To be done:
Reproduce word for word the lines of the material starting at the line that contains "of the dumper" and ending at the line that contains "[(303, 253), (228, 255), (422, 299)]", with both of those lines included.

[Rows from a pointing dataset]
___

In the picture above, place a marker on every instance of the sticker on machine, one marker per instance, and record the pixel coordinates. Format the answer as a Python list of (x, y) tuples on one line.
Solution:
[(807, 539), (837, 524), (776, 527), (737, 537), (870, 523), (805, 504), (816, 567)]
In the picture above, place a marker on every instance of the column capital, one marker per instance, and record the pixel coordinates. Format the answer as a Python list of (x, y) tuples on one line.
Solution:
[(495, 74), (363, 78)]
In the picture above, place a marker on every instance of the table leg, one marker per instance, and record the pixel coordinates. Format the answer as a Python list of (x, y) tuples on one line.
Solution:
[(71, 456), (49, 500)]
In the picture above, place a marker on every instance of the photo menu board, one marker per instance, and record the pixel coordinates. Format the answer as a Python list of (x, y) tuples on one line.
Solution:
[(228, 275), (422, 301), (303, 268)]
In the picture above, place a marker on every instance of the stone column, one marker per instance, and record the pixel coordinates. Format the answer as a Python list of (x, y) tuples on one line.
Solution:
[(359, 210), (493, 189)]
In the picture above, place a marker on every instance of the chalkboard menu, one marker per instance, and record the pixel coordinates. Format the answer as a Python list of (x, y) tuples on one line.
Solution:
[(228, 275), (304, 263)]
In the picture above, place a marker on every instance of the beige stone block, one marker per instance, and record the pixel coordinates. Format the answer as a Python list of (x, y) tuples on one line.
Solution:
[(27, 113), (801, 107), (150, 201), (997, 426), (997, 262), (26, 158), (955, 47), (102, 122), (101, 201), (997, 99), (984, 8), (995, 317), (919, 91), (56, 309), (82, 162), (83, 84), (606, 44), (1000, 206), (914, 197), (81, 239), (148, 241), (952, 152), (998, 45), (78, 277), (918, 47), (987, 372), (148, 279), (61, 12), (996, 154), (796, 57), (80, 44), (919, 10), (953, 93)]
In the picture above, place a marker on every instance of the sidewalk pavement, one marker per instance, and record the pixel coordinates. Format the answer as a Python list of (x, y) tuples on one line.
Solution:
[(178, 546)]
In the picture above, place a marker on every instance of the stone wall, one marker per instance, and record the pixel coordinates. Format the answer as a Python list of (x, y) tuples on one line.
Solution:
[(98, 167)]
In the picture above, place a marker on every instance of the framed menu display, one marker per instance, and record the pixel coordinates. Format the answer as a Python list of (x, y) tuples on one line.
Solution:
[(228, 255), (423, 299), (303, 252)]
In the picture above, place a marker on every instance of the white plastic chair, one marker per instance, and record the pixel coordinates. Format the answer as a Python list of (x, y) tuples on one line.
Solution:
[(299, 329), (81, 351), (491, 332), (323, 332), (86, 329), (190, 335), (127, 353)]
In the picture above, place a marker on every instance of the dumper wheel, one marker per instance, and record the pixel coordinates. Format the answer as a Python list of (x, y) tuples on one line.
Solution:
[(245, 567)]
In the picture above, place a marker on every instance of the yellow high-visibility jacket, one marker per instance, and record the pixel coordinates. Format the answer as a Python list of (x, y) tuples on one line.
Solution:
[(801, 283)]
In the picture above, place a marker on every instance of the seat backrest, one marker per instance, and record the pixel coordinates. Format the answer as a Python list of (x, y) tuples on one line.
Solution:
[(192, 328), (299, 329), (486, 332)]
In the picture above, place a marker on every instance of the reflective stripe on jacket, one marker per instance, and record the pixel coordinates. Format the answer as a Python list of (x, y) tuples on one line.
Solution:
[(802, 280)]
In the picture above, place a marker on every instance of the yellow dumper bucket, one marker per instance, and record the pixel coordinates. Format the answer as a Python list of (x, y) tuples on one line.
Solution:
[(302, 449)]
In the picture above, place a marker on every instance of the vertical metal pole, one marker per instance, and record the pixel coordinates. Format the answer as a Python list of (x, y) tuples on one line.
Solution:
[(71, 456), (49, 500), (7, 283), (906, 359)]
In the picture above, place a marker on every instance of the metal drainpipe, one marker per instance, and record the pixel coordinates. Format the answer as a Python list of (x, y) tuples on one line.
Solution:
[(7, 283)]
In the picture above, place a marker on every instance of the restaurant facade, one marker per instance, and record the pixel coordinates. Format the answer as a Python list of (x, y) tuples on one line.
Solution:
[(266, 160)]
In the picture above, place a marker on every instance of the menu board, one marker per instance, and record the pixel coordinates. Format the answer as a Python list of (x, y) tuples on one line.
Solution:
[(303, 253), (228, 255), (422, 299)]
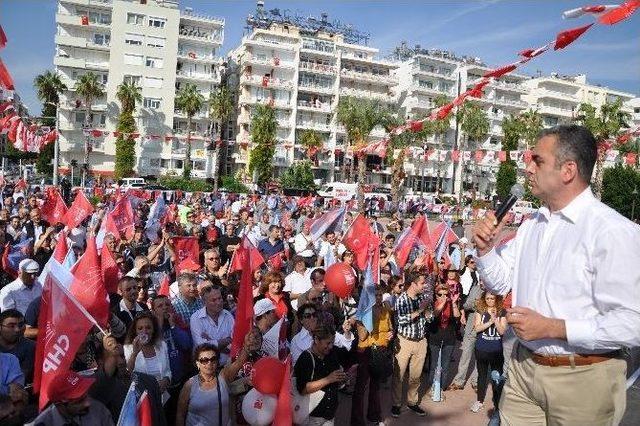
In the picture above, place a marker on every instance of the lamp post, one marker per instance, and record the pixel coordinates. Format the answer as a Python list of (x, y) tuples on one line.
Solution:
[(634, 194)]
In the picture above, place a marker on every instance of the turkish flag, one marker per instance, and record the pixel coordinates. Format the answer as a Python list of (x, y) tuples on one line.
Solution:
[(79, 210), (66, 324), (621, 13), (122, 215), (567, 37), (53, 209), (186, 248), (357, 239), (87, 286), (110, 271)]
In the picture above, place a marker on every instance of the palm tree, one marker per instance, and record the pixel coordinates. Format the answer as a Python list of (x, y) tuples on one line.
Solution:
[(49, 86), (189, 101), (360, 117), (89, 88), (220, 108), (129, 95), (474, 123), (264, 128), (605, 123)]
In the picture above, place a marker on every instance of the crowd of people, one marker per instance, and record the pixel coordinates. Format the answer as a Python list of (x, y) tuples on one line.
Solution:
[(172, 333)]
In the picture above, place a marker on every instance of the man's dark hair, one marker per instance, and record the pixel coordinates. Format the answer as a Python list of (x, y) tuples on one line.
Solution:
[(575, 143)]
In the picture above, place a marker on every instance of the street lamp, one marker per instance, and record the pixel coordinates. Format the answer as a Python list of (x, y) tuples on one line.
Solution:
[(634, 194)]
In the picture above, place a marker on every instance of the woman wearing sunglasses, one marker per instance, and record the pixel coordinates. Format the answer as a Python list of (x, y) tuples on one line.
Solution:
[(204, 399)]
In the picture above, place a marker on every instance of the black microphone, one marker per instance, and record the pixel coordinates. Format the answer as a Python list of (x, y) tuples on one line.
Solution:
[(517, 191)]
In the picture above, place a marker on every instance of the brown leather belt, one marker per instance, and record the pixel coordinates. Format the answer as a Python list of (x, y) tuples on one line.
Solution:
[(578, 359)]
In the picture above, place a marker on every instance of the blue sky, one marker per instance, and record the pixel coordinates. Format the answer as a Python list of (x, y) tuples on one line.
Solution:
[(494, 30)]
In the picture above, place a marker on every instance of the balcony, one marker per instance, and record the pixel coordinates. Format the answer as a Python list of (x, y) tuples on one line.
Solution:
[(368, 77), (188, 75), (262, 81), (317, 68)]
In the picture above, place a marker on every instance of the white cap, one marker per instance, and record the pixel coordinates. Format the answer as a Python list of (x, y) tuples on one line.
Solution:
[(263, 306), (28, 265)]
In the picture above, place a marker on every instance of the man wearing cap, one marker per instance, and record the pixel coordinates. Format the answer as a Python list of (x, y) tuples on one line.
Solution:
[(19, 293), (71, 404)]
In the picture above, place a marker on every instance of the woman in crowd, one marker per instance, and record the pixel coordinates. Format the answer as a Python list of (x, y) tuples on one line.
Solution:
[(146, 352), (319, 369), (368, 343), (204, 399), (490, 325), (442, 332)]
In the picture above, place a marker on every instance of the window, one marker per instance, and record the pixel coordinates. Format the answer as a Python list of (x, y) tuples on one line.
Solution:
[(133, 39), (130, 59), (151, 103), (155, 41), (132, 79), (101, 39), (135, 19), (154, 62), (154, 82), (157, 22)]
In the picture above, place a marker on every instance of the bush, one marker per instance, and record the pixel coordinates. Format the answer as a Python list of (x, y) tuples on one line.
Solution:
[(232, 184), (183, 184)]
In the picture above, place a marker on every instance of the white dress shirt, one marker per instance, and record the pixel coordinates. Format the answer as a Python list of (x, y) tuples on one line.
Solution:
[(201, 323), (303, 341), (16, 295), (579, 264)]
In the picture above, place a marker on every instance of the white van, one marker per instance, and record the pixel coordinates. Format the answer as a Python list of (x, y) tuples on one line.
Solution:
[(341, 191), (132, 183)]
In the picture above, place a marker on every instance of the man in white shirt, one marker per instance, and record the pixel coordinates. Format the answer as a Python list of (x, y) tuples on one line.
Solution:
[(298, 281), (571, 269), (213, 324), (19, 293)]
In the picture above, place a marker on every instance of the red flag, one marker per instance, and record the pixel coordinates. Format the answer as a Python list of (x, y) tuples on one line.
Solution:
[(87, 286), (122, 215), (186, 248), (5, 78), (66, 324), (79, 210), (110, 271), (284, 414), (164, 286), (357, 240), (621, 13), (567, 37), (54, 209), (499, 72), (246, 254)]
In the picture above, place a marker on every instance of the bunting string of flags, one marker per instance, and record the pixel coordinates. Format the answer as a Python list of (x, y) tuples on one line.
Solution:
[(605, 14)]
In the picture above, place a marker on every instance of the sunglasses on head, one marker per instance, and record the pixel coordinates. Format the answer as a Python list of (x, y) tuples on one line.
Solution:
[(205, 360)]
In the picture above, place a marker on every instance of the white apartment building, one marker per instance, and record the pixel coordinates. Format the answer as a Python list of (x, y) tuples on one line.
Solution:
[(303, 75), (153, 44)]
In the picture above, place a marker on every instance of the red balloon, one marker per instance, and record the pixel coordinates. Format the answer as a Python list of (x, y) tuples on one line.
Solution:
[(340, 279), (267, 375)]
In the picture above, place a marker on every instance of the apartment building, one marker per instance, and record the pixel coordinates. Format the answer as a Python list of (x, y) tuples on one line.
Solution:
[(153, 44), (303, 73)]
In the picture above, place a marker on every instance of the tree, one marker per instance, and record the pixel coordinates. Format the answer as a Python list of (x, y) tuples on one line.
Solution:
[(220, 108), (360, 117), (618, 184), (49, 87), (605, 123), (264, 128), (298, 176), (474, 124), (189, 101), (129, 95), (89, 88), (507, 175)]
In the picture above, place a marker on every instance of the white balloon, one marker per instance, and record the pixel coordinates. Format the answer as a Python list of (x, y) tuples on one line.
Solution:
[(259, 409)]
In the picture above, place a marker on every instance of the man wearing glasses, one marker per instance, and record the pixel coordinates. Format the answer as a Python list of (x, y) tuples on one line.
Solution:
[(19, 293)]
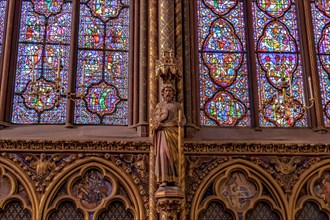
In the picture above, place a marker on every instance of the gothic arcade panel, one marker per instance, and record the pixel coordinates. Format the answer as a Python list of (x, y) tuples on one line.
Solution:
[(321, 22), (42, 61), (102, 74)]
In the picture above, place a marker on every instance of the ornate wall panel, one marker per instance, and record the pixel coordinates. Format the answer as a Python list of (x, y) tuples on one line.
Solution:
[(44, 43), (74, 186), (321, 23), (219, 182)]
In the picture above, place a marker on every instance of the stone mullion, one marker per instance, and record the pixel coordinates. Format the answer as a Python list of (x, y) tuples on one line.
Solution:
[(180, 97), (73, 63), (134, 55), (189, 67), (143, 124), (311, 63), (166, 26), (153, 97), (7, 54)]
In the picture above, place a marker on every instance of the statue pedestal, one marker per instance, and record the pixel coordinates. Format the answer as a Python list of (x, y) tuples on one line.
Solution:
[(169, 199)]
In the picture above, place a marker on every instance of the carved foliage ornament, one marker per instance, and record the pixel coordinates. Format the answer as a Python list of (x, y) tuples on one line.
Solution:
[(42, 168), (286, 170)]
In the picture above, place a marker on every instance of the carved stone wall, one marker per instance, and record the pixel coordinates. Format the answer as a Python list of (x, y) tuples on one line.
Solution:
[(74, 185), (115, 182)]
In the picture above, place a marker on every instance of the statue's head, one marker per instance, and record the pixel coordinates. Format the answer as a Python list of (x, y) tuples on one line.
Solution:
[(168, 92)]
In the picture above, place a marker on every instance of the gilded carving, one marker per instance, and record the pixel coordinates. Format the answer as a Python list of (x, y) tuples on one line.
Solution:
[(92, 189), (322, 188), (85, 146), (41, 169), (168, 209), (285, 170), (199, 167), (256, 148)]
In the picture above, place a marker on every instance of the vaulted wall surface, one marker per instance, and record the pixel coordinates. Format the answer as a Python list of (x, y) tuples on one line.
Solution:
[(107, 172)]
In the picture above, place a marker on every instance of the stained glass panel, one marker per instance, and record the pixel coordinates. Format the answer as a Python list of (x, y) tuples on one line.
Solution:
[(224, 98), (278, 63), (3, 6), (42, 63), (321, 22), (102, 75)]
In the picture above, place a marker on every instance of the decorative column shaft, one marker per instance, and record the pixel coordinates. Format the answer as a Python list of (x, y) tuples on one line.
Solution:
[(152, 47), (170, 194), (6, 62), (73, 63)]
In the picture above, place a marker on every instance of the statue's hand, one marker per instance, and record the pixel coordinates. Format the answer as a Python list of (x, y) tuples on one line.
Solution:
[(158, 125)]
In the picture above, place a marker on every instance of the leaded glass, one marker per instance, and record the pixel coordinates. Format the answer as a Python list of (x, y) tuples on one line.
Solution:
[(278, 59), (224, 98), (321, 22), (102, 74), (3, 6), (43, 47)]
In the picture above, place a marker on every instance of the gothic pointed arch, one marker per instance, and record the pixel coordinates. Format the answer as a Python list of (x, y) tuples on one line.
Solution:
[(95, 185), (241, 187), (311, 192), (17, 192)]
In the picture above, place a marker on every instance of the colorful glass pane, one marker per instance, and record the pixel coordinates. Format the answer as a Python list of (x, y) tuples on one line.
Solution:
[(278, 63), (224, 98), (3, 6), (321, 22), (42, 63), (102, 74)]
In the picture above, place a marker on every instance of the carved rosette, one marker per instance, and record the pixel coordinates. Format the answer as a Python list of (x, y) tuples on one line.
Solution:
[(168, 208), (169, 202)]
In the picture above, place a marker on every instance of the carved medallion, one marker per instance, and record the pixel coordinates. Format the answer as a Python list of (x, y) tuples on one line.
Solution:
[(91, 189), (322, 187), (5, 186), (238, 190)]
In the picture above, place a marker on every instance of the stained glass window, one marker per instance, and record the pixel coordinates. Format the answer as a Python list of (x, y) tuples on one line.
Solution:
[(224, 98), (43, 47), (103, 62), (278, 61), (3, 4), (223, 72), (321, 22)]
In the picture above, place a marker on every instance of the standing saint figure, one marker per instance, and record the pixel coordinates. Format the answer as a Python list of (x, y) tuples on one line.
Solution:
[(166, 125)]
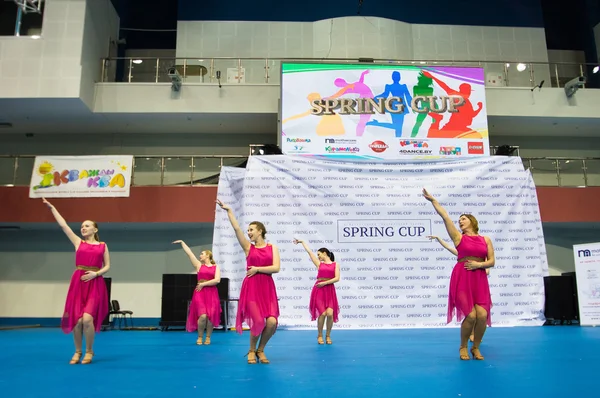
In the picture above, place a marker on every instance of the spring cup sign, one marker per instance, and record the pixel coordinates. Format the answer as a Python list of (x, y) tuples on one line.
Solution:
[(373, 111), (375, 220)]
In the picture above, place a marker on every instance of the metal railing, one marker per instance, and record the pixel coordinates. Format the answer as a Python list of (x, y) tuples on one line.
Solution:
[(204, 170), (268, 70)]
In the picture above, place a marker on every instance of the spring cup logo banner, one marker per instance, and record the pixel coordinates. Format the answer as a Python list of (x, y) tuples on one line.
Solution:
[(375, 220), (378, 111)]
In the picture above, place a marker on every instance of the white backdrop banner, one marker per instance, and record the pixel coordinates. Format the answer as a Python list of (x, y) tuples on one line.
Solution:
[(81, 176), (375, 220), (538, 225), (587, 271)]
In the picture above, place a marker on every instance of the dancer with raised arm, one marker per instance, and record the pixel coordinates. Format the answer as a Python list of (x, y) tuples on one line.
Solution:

___

Task response:
In the picture above, place a marker on every instance of the dumper wheel, one marker per instance, and record the pixel coordinates. Format the answer as a Python list of (x, y) tuples on one line.
Solution:
[(245, 567)]
In the picture above, place a marker on every instance of the yellow high-visibility jacket, one marker per instance, and record the pixel coordinates. Format the answer as a Python list of (x, y) tuples on one line.
Solution:
[(801, 283)]
In the picture above, place a marker on every instance of the seat backrest, one marker per instance, and record the pixel coordinates. Format the answer as a Python list of (x, y) tuples on one line.
Solution:
[(192, 328), (299, 329), (486, 332)]
In the picture above, place a marker on every instance of the reflective stripe on jacket, one marker per instance, and record the pixel coordinates. Format the answer as a Python list of (x, y) tuples on one line.
Solution:
[(802, 280)]
In the picture above, place a marker on every instance of the yellow dumper bucket, one marker per instance, and record the pixel coordinates. Format the answer as a Python list of (x, y) tuples on one line.
Solution:
[(302, 449)]
In the picture above, place a marker on every instance of the vertical metal pole, one marker per instance, and record the pixel coordinates. Format the answer as a Python list of (x, y) tuples on one line.
Solution:
[(71, 456), (49, 500), (7, 283), (906, 359)]
In the picture above, place a marker on every instance of the metal drainpipe, one marker per instance, and record the pixel coordinates. Format the answer as a Python list of (x, y) tuples on one line.
Solution:
[(7, 283)]
In the picture above, place a marker on every instance of the restaurant facade, one marker per instance, and record the pixel coordinates. Format the answer as a Python list of (x, y) tuples on one line.
Solution:
[(266, 160)]
In the picture above, place a marker on every instance of the menu board, one marker per instance, and record the pixel coordinates. Format the answer as a Python list of (x, y) tuples on one line.
Solution:
[(303, 253), (228, 255), (422, 299)]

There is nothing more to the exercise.